- [Einträge]
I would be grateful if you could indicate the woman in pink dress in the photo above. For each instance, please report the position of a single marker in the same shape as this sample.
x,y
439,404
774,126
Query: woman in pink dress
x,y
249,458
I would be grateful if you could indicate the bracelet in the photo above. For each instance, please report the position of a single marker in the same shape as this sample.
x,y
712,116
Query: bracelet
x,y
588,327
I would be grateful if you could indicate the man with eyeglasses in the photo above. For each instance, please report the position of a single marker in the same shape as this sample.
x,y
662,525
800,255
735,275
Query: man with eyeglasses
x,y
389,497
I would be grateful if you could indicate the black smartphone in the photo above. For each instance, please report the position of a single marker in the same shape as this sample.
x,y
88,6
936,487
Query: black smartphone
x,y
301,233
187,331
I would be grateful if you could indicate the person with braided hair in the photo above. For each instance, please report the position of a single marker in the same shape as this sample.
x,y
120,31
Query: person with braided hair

- [Kurze Übung] Kannst du sämtliche Zeilen aller Einträge oben vollständig wiedergeben und dabei jede Koordinate in den Antworten um 108 erhöhen?

- [Lösung]
I would be grateful if you could indicate the woman in pink dress in the photo above. For each instance, please report the position of a single marker in the same shape as this sample.
x,y
439,404
774,126
Query: woman in pink dress
x,y
357,566
I would be grateful if you could indicate the bracelet in the photo above. For each instance, please report the position of a single marker in the same shape as this sample.
x,y
712,116
Query: bracelet
x,y
696,435
I would be grateful if you could indicate the man with eyeglasses in the photo above. For each instance, please report the position of a single marker in the same shape as this sample.
x,y
662,525
800,255
735,275
Query: man with eyeglasses
x,y
497,605
I would be grateful if you could indicate the black smartphone in the photo above. For each instance, please report the position of a single marker in the same shape as this sample.
x,y
88,6
936,487
Query: black smartphone
x,y
409,341
295,439
I would be grateful if you could indicate the person with braided hair in the photo above. For each instance, please report the position of a single marker in the same shape as this sample.
x,y
120,31
Query: person with braided hair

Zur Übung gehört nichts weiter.